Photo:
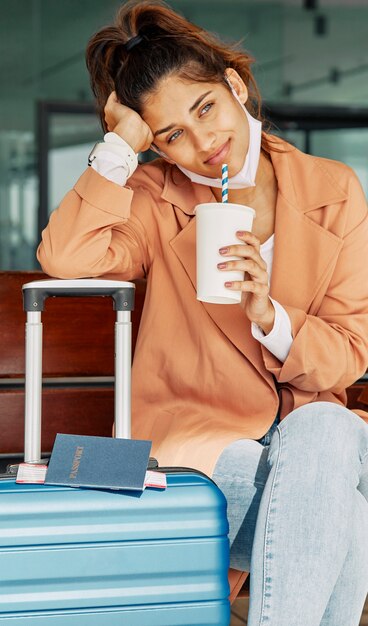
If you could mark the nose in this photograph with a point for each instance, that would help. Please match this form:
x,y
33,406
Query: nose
x,y
204,139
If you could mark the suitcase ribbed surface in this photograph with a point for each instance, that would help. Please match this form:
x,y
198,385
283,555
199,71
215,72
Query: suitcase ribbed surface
x,y
81,557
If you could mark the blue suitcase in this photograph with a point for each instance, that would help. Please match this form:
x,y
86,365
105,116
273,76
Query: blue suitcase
x,y
82,557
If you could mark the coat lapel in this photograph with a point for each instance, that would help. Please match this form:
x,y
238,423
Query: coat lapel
x,y
305,251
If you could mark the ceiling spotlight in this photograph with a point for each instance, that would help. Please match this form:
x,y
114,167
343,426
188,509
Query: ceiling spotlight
x,y
310,5
335,75
320,25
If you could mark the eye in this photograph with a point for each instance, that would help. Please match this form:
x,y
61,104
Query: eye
▬▬▬▬▬▬▬▬▬▬
PROBLEM REQUIREMENTS:
The material is to be reproduced verbatim, and no picture may appear in the copy.

RESULT BELOW:
Photo:
If you could mark the nose in this photograph with a point for each instance, that would help. Please match this form:
x,y
33,406
Query: nose
x,y
204,139
If you could mark the suitcase ribbed surface in this photograph with a point for each instance, that would help. Please match this form:
x,y
198,385
283,555
199,71
215,72
Query: suitcase ribbed surface
x,y
81,557
If you could mark the blue suitcase in this photograph with a point for each instance, that would help. Please match this form:
x,y
86,365
105,116
273,76
Query: blue suitcase
x,y
82,557
If you could mark the coat lapel in this photograph with a point for each instance, that would help. Please match this form:
x,y
238,423
Query: coat lapel
x,y
305,251
If you could mark the ceiling spotlight in this photograph with a point for each instance, that would help. Please match this form:
x,y
114,167
343,426
188,509
Query: ceiling spotlight
x,y
310,5
335,75
320,25
If you could mark the eye in this photograph with a point for each instance, that would help. Please match this form:
x,y
61,104
Query: eye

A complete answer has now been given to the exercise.